Required work: Count the lines in the rows below that contain the string "woman", matching case exactly. Reply with only the number.

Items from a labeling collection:

□ □ □ □ □

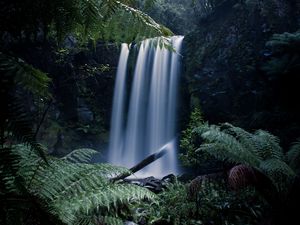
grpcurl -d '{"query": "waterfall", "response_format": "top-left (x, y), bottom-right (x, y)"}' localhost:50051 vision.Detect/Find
top-left (108, 36), bottom-right (183, 177)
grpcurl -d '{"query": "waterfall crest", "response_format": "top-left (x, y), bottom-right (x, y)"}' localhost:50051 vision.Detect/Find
top-left (108, 36), bottom-right (184, 177)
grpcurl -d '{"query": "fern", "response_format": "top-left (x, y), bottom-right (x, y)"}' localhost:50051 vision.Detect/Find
top-left (0, 145), bottom-right (156, 224)
top-left (195, 123), bottom-right (296, 191)
top-left (62, 148), bottom-right (99, 163)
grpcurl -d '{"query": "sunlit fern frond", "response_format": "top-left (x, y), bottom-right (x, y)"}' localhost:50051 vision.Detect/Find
top-left (62, 148), bottom-right (99, 163)
top-left (259, 158), bottom-right (296, 191)
top-left (286, 139), bottom-right (300, 173)
top-left (196, 123), bottom-right (297, 191)
top-left (5, 145), bottom-right (156, 225)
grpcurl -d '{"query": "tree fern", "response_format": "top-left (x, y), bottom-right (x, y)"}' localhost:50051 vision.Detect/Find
top-left (0, 145), bottom-right (155, 224)
top-left (195, 123), bottom-right (296, 191)
top-left (62, 148), bottom-right (99, 163)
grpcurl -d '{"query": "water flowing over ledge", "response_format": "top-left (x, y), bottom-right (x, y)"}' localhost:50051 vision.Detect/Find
top-left (108, 36), bottom-right (184, 177)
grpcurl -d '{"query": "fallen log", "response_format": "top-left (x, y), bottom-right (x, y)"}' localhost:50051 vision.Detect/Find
top-left (111, 145), bottom-right (168, 182)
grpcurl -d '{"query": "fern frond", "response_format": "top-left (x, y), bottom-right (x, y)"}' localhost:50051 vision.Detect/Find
top-left (253, 130), bottom-right (284, 160)
top-left (198, 127), bottom-right (260, 167)
top-left (0, 145), bottom-right (156, 224)
top-left (62, 148), bottom-right (99, 163)
top-left (259, 159), bottom-right (296, 191)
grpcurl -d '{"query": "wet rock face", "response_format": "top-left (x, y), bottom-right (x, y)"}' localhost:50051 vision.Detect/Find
top-left (184, 0), bottom-right (300, 129)
top-left (125, 174), bottom-right (176, 193)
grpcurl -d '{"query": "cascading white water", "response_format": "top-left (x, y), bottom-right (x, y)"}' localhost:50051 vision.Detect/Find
top-left (108, 36), bottom-right (183, 177)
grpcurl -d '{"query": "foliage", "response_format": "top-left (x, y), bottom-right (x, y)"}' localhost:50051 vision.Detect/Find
top-left (0, 145), bottom-right (155, 224)
top-left (0, 0), bottom-right (171, 42)
top-left (185, 123), bottom-right (295, 191)
top-left (180, 107), bottom-right (203, 166)
top-left (0, 52), bottom-right (51, 98)
top-left (146, 0), bottom-right (196, 35)
top-left (134, 180), bottom-right (267, 225)
top-left (0, 52), bottom-right (51, 160)
top-left (197, 181), bottom-right (267, 225)
top-left (136, 182), bottom-right (199, 225)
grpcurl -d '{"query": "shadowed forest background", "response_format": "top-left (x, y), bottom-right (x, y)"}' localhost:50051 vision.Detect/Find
top-left (0, 0), bottom-right (300, 225)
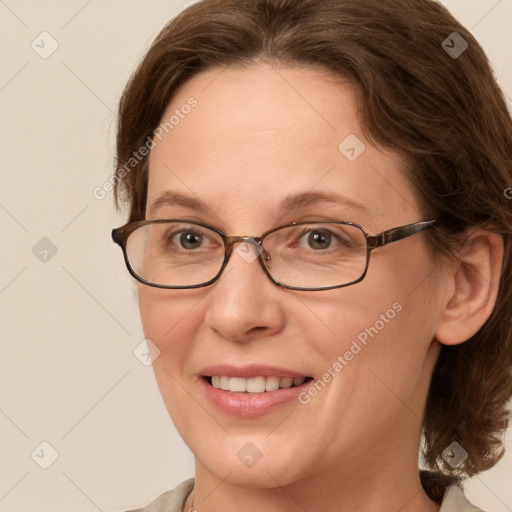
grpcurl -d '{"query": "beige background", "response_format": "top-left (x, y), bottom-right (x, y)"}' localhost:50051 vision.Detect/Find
top-left (0, 0), bottom-right (512, 512)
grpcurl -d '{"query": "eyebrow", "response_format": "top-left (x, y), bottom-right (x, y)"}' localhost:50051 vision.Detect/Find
top-left (148, 190), bottom-right (211, 217)
top-left (148, 190), bottom-right (370, 218)
top-left (280, 192), bottom-right (370, 214)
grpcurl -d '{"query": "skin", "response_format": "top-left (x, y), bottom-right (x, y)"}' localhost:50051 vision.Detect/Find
top-left (139, 63), bottom-right (501, 512)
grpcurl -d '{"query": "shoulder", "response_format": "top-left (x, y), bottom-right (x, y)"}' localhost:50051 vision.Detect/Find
top-left (128, 478), bottom-right (194, 512)
top-left (439, 485), bottom-right (483, 512)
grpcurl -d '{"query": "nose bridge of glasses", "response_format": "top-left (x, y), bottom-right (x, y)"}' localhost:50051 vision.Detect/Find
top-left (224, 235), bottom-right (261, 253)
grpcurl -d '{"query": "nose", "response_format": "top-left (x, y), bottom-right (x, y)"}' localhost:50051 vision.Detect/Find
top-left (205, 242), bottom-right (286, 342)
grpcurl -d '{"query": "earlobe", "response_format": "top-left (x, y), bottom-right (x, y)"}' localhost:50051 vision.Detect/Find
top-left (436, 229), bottom-right (503, 345)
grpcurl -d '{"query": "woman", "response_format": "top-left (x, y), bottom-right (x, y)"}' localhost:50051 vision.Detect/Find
top-left (113, 0), bottom-right (512, 512)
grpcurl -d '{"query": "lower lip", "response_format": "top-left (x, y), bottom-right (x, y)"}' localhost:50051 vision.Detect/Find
top-left (201, 378), bottom-right (311, 418)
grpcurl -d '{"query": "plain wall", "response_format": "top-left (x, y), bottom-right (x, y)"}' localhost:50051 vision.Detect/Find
top-left (0, 0), bottom-right (512, 512)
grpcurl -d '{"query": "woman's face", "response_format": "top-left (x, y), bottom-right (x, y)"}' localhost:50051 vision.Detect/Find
top-left (139, 64), bottom-right (441, 487)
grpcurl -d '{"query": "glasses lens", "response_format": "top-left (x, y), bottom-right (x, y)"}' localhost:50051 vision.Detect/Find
top-left (126, 222), bottom-right (224, 286)
top-left (263, 223), bottom-right (367, 289)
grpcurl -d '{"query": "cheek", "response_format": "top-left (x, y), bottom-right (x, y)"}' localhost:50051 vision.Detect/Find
top-left (138, 285), bottom-right (204, 376)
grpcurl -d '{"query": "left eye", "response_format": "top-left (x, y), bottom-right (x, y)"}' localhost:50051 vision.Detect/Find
top-left (298, 229), bottom-right (340, 251)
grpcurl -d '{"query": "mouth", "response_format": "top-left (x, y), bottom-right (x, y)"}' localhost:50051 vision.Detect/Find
top-left (203, 375), bottom-right (313, 394)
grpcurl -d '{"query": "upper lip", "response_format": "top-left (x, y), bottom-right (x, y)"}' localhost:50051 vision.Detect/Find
top-left (200, 364), bottom-right (310, 379)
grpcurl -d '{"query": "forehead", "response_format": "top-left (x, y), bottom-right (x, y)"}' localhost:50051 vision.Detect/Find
top-left (147, 64), bottom-right (418, 230)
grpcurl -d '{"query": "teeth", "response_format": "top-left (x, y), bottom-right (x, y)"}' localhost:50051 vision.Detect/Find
top-left (211, 375), bottom-right (306, 393)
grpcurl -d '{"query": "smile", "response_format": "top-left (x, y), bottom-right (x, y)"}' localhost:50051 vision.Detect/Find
top-left (207, 375), bottom-right (309, 393)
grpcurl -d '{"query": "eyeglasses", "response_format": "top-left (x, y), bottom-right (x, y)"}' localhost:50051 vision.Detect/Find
top-left (112, 219), bottom-right (437, 291)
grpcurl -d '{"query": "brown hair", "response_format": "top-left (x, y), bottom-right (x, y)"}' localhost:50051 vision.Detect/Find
top-left (115, 0), bottom-right (512, 488)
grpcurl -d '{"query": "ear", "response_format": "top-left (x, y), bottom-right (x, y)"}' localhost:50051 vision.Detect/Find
top-left (436, 228), bottom-right (503, 345)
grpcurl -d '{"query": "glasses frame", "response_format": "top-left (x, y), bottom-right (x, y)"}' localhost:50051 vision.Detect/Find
top-left (112, 219), bottom-right (439, 291)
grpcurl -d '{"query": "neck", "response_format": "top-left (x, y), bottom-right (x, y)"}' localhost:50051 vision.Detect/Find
top-left (190, 442), bottom-right (440, 512)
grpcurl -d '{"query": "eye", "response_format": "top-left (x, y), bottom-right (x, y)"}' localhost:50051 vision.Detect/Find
top-left (176, 231), bottom-right (203, 249)
top-left (298, 228), bottom-right (340, 251)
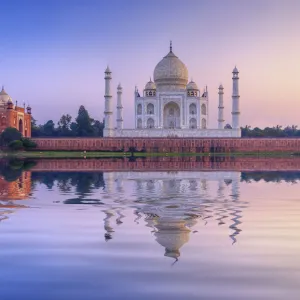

□ □ □ □ □

Solution for this exercise: 2